### Assignment
Would it be possible to reproduce every entry exactly, please?

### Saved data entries
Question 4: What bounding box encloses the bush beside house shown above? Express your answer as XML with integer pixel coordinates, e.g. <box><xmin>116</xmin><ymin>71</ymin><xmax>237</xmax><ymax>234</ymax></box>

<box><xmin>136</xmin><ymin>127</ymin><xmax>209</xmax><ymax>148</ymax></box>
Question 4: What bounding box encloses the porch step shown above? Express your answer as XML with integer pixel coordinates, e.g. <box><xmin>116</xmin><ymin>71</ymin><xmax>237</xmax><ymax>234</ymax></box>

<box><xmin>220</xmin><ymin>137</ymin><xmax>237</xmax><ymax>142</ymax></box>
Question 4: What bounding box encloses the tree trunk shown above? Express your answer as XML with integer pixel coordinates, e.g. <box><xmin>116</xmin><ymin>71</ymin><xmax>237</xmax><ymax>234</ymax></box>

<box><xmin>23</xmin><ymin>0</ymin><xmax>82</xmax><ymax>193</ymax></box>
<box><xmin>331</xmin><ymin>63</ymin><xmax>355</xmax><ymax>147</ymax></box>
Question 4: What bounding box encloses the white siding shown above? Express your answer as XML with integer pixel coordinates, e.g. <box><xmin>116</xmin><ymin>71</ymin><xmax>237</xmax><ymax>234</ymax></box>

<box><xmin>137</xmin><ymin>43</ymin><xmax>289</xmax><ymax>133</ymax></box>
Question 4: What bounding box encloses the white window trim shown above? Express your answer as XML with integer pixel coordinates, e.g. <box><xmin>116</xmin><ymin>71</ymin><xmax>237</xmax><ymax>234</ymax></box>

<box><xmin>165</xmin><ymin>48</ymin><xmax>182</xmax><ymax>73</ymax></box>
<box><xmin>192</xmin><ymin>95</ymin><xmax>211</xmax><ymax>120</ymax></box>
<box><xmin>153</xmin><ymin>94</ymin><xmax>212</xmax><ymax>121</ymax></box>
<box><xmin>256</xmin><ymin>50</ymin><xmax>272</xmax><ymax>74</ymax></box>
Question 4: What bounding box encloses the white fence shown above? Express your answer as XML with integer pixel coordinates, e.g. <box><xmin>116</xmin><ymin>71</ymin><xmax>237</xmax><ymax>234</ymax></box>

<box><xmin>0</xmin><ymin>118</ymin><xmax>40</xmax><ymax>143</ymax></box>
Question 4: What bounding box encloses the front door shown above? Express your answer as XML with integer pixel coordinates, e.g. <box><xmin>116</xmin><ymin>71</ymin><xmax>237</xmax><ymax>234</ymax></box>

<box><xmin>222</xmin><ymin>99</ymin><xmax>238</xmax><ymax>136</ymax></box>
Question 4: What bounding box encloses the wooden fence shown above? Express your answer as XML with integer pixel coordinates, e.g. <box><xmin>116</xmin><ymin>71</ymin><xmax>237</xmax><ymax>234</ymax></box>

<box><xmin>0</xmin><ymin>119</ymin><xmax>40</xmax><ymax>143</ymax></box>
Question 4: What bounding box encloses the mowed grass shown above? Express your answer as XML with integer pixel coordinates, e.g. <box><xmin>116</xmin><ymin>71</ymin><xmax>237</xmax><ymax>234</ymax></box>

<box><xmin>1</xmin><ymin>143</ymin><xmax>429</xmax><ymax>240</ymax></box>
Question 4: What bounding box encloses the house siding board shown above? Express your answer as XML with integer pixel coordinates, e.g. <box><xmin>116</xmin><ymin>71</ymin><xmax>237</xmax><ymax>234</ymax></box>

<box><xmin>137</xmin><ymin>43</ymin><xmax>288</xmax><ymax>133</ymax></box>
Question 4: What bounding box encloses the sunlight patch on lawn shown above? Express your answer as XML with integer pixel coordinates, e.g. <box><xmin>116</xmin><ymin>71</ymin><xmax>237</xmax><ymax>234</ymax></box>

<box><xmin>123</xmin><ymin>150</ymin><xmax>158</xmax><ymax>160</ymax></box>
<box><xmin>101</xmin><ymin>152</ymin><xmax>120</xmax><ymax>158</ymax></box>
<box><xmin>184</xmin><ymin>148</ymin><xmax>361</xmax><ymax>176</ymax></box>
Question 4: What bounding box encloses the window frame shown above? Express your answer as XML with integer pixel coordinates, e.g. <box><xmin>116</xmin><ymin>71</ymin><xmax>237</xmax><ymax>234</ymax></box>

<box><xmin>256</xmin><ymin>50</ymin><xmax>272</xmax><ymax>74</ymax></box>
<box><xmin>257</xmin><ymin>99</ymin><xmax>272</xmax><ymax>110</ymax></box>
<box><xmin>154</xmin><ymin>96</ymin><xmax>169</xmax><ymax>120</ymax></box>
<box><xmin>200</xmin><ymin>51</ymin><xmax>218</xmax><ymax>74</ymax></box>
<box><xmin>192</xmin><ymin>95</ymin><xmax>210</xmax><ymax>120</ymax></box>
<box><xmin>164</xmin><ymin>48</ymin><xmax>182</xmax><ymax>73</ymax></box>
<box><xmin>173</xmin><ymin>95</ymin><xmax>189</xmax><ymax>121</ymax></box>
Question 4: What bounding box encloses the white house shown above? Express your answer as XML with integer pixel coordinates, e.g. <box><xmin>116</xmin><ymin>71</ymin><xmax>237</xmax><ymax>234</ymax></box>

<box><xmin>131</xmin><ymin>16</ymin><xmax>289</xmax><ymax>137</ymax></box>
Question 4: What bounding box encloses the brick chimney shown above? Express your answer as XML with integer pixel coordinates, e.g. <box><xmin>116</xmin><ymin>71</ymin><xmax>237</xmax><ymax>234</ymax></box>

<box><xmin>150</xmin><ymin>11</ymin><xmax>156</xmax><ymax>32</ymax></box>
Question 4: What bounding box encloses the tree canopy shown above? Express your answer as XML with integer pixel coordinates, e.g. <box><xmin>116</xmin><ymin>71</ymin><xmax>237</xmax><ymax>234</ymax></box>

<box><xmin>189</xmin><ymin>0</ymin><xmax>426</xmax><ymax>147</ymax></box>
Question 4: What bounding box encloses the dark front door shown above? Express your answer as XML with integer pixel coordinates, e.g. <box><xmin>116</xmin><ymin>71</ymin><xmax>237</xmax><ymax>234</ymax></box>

### Solution to the exercise
Question 4: What bounding box encloses the bush beside house shown above? Express your answer as XML with integer pixel coordinates, e.g. <box><xmin>116</xmin><ymin>71</ymin><xmax>237</xmax><ymax>234</ymax></box>

<box><xmin>136</xmin><ymin>127</ymin><xmax>209</xmax><ymax>148</ymax></box>
Question 4: What bounding box encloses the porch step shown above? Express your answer as XML with integer pixel coordinates, e.g. <box><xmin>116</xmin><ymin>71</ymin><xmax>237</xmax><ymax>234</ymax></box>

<box><xmin>220</xmin><ymin>137</ymin><xmax>237</xmax><ymax>142</ymax></box>
Question 4: What bounding box encloses the tree trunk shown above? Express your answer as XML with integer pixel coordinates, e.g. <box><xmin>116</xmin><ymin>71</ymin><xmax>237</xmax><ymax>234</ymax></box>

<box><xmin>23</xmin><ymin>0</ymin><xmax>82</xmax><ymax>193</ymax></box>
<box><xmin>331</xmin><ymin>63</ymin><xmax>355</xmax><ymax>147</ymax></box>
Question 4: What bounding box encloses the white siding shown above? Express your answer as XML with integer pixel coordinates, e.g. <box><xmin>116</xmin><ymin>71</ymin><xmax>237</xmax><ymax>234</ymax></box>

<box><xmin>137</xmin><ymin>43</ymin><xmax>289</xmax><ymax>133</ymax></box>
Question 4: What bounding box encloses the white window trim shown above? Express your answer as XML with integer pixel coordinates, e.g. <box><xmin>116</xmin><ymin>71</ymin><xmax>237</xmax><ymax>234</ymax></box>

<box><xmin>165</xmin><ymin>48</ymin><xmax>182</xmax><ymax>73</ymax></box>
<box><xmin>192</xmin><ymin>95</ymin><xmax>211</xmax><ymax>120</ymax></box>
<box><xmin>153</xmin><ymin>94</ymin><xmax>212</xmax><ymax>121</ymax></box>
<box><xmin>256</xmin><ymin>50</ymin><xmax>272</xmax><ymax>74</ymax></box>
Question 4: What bounding box encloses the white fence shown above? Express your answer as XML with integer pixel coordinates, e.g. <box><xmin>116</xmin><ymin>71</ymin><xmax>237</xmax><ymax>234</ymax></box>

<box><xmin>0</xmin><ymin>118</ymin><xmax>40</xmax><ymax>143</ymax></box>
Question 4: What bounding box encloses the front door shown above? Express your answer as XML with integer pixel coordinates, e.g. <box><xmin>116</xmin><ymin>71</ymin><xmax>237</xmax><ymax>234</ymax></box>

<box><xmin>222</xmin><ymin>99</ymin><xmax>238</xmax><ymax>136</ymax></box>
Question 4: What bounding box encloses the wooden fence shown above? Express your answer as XML with integer pixel coordinates, e.g. <box><xmin>116</xmin><ymin>71</ymin><xmax>237</xmax><ymax>234</ymax></box>

<box><xmin>0</xmin><ymin>119</ymin><xmax>40</xmax><ymax>143</ymax></box>
Question 4: What bounding box encloses the mowed grass shown above? Express your answer as XML with integer pixel coordinates, e.g. <box><xmin>116</xmin><ymin>71</ymin><xmax>237</xmax><ymax>234</ymax></box>

<box><xmin>1</xmin><ymin>143</ymin><xmax>429</xmax><ymax>240</ymax></box>
Question 4: What bounding box encloses the house siding board shown above? Express your answer as XML with integer pixel coordinates, e.g. <box><xmin>116</xmin><ymin>71</ymin><xmax>237</xmax><ymax>234</ymax></box>

<box><xmin>137</xmin><ymin>43</ymin><xmax>288</xmax><ymax>133</ymax></box>
Question 4: What bounding box encloses the sunlight patch on lawn shown above? Express your answer as XML with integer pixel coordinates, e.g. <box><xmin>116</xmin><ymin>71</ymin><xmax>237</xmax><ymax>234</ymax></box>

<box><xmin>123</xmin><ymin>150</ymin><xmax>158</xmax><ymax>160</ymax></box>
<box><xmin>101</xmin><ymin>152</ymin><xmax>120</xmax><ymax>158</ymax></box>
<box><xmin>184</xmin><ymin>148</ymin><xmax>361</xmax><ymax>176</ymax></box>
Question 4: What bounding box encloses the window frame shown above? Express your answer as XML with integer pixel coordinates, e.g. <box><xmin>116</xmin><ymin>71</ymin><xmax>237</xmax><ymax>234</ymax></box>

<box><xmin>256</xmin><ymin>50</ymin><xmax>272</xmax><ymax>74</ymax></box>
<box><xmin>257</xmin><ymin>99</ymin><xmax>272</xmax><ymax>110</ymax></box>
<box><xmin>154</xmin><ymin>96</ymin><xmax>169</xmax><ymax>120</ymax></box>
<box><xmin>200</xmin><ymin>51</ymin><xmax>218</xmax><ymax>74</ymax></box>
<box><xmin>192</xmin><ymin>95</ymin><xmax>210</xmax><ymax>120</ymax></box>
<box><xmin>164</xmin><ymin>48</ymin><xmax>182</xmax><ymax>73</ymax></box>
<box><xmin>173</xmin><ymin>95</ymin><xmax>189</xmax><ymax>121</ymax></box>
Question 4: What bounding box encloses the white house shown above? Express your answer as XML with integer pixel coordinates, e.g. <box><xmin>116</xmin><ymin>71</ymin><xmax>237</xmax><ymax>234</ymax></box>

<box><xmin>131</xmin><ymin>16</ymin><xmax>289</xmax><ymax>137</ymax></box>
Question 4: What bounding box encloses the brick chimney shown above? Express your answer as XML with integer pixel coordinates, e.g. <box><xmin>116</xmin><ymin>71</ymin><xmax>237</xmax><ymax>234</ymax></box>

<box><xmin>150</xmin><ymin>11</ymin><xmax>156</xmax><ymax>32</ymax></box>
Question 4: What bounding box encloses the tree canopy shown above? Express your answer as XML with integer pixel coordinates, e.g. <box><xmin>116</xmin><ymin>71</ymin><xmax>237</xmax><ymax>234</ymax></box>

<box><xmin>189</xmin><ymin>0</ymin><xmax>426</xmax><ymax>147</ymax></box>
Question 4: What bounding box encloses the dark front door shown above? Express your answer as XML with integer pixel coordinates, e.g. <box><xmin>116</xmin><ymin>71</ymin><xmax>237</xmax><ymax>234</ymax></box>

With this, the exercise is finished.